- [WHAT TO DO]:
1 – Answer these from the blog post:
(a) Which journal published the paper?
(b) How long does the ResearchGate spotlight feature run?
(c) In which county is St Guthlac's, Passenham?
2 – Duplicate the part of the blog post starting with "And good news, it's" and going on through "is open access.".

And good news, it's not behind a paywall.

The peer reviewer had recommended it be a research note not a research article and I hadn't understood the difference (I still don't), but the most obvious to me is that it is open access. 

You can go read it at DOI: 10.1558/jsa.26907

The OU subscribes to the Journal of Skyscape Archaeology but the latest volume hasn't propagated to the library system yet, it was only published last night.

I've listed it on ResearchGate and tried out their spotlight feature. I have absolutely no idea what I'm doing, but like Andy Dwyer I know I'm doing it really, really well. I figured I'd precis the abstract and use the 5 most important keywords. We'll see what happens - it runs for 30 days. Academia.edu can wait. And LinkedIn will be done when I bother to unhibernate my account.

The abstract, in case you're wondering, is this:

Medieval churches in England have a wide variety of orientations. Some have an equinoctial orientation, facing true east towards the sunrise on the equinox. However, most, although facing eastwards, diverge from true east, and over the centuries the reason for such variation has been the subject of much debate. A popular, but by no means proven, theory is that they are oriented towards the rising Sun on the feast day of their particular patron saint. This paper considers St Guthlac’s, Passenham, a Northamptonshire church close to the ancient Danelaw border with alleged connections to King Edward the Elder and the West Saxon army in the tenth century AD. The church orientation shows good agreement with the rising Sun on the feast day of St Guthlac, a popular Mercian warrior saint of the period, who was celebrated as a symbol of the Anglo-Saxons’ potential for victory over the pagan Vikings.

- [GIVEN INFORMATION]:
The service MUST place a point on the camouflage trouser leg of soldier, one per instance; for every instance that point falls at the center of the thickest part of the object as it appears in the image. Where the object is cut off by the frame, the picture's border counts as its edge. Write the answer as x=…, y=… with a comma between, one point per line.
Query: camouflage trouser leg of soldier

- [FULL SOLUTIONS]:
1 –
(a) The Journal of Skyscape Archaeology
(b) 30 days
(c) Northamptonshire

2 –
And good news, it's not behind a paywall.

The peer reviewer had recommended it be a research note not a research article and I hadn't understood the difference (I still don't), but the most obvious to me is that it is open access.